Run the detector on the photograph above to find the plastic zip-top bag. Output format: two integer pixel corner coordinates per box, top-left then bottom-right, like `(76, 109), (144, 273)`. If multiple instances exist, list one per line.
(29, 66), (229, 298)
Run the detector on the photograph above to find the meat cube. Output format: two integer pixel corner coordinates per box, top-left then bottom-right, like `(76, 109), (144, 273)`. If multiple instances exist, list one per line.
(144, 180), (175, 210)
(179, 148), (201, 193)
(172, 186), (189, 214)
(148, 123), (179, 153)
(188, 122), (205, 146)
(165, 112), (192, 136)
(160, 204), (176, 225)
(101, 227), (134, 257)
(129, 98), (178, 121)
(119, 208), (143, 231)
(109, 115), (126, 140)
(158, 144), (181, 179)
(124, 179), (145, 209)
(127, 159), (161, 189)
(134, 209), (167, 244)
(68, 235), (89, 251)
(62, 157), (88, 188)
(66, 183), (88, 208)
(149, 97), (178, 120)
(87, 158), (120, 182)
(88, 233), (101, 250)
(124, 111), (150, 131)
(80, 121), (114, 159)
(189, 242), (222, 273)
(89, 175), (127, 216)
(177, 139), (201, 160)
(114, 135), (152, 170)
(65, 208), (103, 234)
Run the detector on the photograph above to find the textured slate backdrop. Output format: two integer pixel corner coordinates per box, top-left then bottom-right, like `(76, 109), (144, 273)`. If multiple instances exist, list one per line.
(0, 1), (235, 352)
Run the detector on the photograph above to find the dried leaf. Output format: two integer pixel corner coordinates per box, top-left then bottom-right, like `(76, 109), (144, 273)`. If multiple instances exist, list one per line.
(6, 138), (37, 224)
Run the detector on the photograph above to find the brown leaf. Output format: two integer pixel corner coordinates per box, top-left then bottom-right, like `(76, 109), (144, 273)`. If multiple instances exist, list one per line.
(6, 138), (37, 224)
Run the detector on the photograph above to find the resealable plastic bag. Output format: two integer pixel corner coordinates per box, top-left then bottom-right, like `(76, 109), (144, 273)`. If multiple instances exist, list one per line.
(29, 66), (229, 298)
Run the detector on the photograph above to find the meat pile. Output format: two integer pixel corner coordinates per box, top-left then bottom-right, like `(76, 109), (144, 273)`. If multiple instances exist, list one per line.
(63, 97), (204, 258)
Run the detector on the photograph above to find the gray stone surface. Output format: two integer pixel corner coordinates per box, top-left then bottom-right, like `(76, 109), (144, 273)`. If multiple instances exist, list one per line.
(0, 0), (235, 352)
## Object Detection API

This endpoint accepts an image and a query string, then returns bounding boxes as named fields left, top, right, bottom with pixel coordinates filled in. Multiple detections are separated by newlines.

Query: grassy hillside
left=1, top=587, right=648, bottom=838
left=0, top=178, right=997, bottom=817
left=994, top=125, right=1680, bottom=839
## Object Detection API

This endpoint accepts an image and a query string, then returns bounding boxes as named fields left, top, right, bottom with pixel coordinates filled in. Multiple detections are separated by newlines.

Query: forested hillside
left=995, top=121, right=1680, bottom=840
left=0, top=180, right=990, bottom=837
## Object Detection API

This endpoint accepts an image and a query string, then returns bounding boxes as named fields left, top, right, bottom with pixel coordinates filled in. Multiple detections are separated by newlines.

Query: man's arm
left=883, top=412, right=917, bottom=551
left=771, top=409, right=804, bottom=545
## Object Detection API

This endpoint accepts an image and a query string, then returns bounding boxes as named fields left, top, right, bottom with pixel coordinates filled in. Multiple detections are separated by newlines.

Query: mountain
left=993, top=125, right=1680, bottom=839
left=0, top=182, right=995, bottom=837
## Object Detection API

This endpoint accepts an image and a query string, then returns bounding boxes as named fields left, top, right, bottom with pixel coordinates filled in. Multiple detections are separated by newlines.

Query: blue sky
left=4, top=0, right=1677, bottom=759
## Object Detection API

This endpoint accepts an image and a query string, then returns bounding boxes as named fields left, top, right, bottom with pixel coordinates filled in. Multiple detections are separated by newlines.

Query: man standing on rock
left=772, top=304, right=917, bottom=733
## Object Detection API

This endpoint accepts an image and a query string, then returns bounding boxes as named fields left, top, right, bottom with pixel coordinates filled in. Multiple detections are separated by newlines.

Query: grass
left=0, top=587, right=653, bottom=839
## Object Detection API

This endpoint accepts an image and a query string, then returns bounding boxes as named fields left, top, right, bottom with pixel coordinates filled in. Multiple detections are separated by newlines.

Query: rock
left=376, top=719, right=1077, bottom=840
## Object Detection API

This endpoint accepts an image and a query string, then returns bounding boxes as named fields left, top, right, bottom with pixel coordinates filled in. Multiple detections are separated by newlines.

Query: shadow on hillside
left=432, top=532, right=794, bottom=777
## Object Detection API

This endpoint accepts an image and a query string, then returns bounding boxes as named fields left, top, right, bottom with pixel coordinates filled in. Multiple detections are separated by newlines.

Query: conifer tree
-*-*-
## Problem description
Every entry should be retyped exactly as shown.

## Expected answer
Run the detector on the photograph above to find the plastic zip-top bag. Output format: two integer pixel corner coordinates per box, top-left then bottom-right, like `(76, 109), (144, 273)`. If multiple instances exist, list one per line.
(29, 66), (229, 298)
Run the detector on the photograph above to find the meat cube. Output format: two integer pixel corner coordinates per box, top-left then bottom-right, like `(76, 109), (144, 273)`. If multiple instances exist, list one per line.
(144, 180), (175, 210)
(179, 148), (201, 193)
(172, 186), (189, 214)
(148, 123), (179, 153)
(188, 122), (205, 146)
(165, 112), (192, 136)
(160, 204), (176, 225)
(101, 227), (134, 257)
(129, 98), (178, 121)
(119, 208), (143, 231)
(109, 115), (126, 140)
(158, 144), (181, 179)
(124, 179), (145, 209)
(127, 159), (161, 189)
(134, 209), (167, 244)
(68, 235), (89, 251)
(62, 157), (88, 188)
(66, 183), (88, 208)
(149, 97), (178, 120)
(87, 158), (120, 182)
(88, 233), (101, 250)
(124, 111), (150, 131)
(80, 121), (114, 159)
(189, 242), (222, 273)
(89, 175), (127, 216)
(177, 139), (201, 160)
(114, 135), (152, 170)
(65, 208), (103, 234)
Run the detector on the photograph above to find the textured slate backdrop. Output format: two integer pixel corner coordinates per box, top-left then bottom-right, like `(76, 109), (144, 273)`. If multiple instances exist, list one per line.
(0, 1), (235, 352)
Run the detector on the photograph above to find the dried leaf. Output format: two integer pixel corner coordinates per box, top-left then bottom-right, like `(76, 109), (144, 273)`. If multiple instances exist, list one per line.
(6, 138), (37, 224)
Run the detector on the photograph above to find the brown leaf. Output format: two integer pixel corner coordinates per box, top-left then bottom-right, like `(76, 109), (144, 273)`. If multiple instances exist, list one per line.
(6, 138), (37, 224)
Run the detector on the photograph above to find the resealable plastic bag. Output format: two integer pixel corner coordinates per box, top-left then bottom-right, like `(76, 109), (144, 273)`. If multiple instances exist, list one per line.
(29, 66), (229, 298)
Run the detector on the photograph above to find the meat pile. Output format: two integer pixel corner coordinates per box, top-left then bottom-right, like `(76, 109), (144, 273)`. If multiple instances exist, list one per line.
(63, 97), (204, 258)
Run the detector on the photograph above to find the gray stone surface. Output format: two integer pixel corner coordinates per box, top-left then bottom-right, like `(76, 109), (144, 273)`. If multiple instances exist, list one per line.
(0, 0), (235, 352)
## Object Detection API

This endpoint accepts an image and a query string, then returns bounding boxes as named fields left, top, right, bottom with pixel coordinates filled in. Multiple detections are separated by newlines.

Query: grassy hillside
left=1, top=587, right=648, bottom=838
left=0, top=178, right=997, bottom=817
left=994, top=125, right=1680, bottom=839
## Object Detection API

This endpoint accepts an image and a query string, then returns bounding boxes as named fields left, top, right, bottom with pixel coordinates filled in. Multiple detections are separated by newlines.

Query: forested hillside
left=995, top=121, right=1680, bottom=840
left=0, top=180, right=990, bottom=837
## Object Detection API

This endpoint accepts an image and a query string, then returns bounding boxes as named fields left, top, right, bottom with pixel coordinates filled in. Multiple detections are separated by newlines.

Query: man's arm
left=883, top=412, right=917, bottom=551
left=771, top=409, right=804, bottom=545
## Object Detection API

This endpoint accepts an image and a query string, then returns bounding boxes as named fields left, top, right, bottom with pixel coordinates filled in. Multiple detections are separated by newlines.

Query: mountain
left=993, top=125, right=1680, bottom=839
left=0, top=182, right=995, bottom=837
## Object Detection API

This endpoint accepts an image and a query string, then returns bounding boxes as named fields left, top, right, bottom with pixel coordinates filled in. Multiple detections are separated by newlines.

Query: blue sky
left=4, top=0, right=1677, bottom=759
## Object Detection API

This endpoint accepts an image and a query string, then returns bounding boxes as named fields left, top, right, bottom with pixel coordinates filled in. Multiple detections are separated by newlines.

Query: man standing on rock
left=772, top=304, right=917, bottom=733
## Object Detection API

This endpoint accepts an image and a query string, then returns bounding boxes as named fields left, top, right, bottom with pixel coordinates filled in. Multiple detections are separated by newlines.

Query: grass
left=0, top=587, right=653, bottom=839
## Object Detection API

This endpoint accepts an image and a query string, then returns bounding boxes as named fields left, top, right, bottom with pixel coordinates filled in. Multiple detections are separated by newlines.

Query: rock
left=376, top=719, right=1077, bottom=840
## Object Detection API

This endpoint accepts an image and a query string, then returns bounding boxes as named fields left, top, right, bottom with pixel coordinates filled in. Multiple detections are separated by newlines.

Query: shadow on hillside
left=432, top=532, right=794, bottom=777
## Object Detection API

This endpoint accepts an image and a query string, then returns bounding boxes as named fields left, top, right, bottom with pixel coordinates filled in. Multiple detections are separated by newlines.

Query: conifer tree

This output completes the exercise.